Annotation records
—————
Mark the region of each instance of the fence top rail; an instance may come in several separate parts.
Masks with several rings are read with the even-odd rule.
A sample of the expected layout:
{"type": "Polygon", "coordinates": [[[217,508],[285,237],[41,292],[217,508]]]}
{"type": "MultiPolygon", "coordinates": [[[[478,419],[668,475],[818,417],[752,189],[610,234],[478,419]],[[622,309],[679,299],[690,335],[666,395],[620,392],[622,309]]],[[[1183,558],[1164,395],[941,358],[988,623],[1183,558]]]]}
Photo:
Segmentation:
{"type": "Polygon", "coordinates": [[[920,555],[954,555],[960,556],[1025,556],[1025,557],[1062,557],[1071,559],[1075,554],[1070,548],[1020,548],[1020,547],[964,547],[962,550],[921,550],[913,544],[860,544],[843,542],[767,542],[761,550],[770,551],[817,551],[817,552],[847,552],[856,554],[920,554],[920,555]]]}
—————
**Request**
Return each line in the rows above without any change.

**Solution to the exercise**
Mark the region of each instance of the fence top rail; an instance may come in several separate parts.
Masks with several rings are read with the even-odd rule.
A sample of the expected layout:
{"type": "Polygon", "coordinates": [[[217,508],[285,237],[41,292],[217,508]]]}
{"type": "MultiPolygon", "coordinates": [[[[478,419],[668,475],[818,417],[752,189],[610,234],[478,419]],[[622,309],[679,299],[690,335],[666,395],[620,392],[622,309]]],[[[1183,558],[1164,395],[941,358],[988,623],[1183,558]]]]}
Photo:
Segmentation:
{"type": "Polygon", "coordinates": [[[920,555],[954,555],[960,556],[1025,556],[1025,557],[1062,557],[1071,559],[1075,554],[1070,548],[1020,548],[1020,547],[964,547],[962,550],[921,550],[913,544],[860,544],[843,542],[767,542],[761,550],[770,551],[817,551],[817,552],[847,552],[856,554],[920,554],[920,555]]]}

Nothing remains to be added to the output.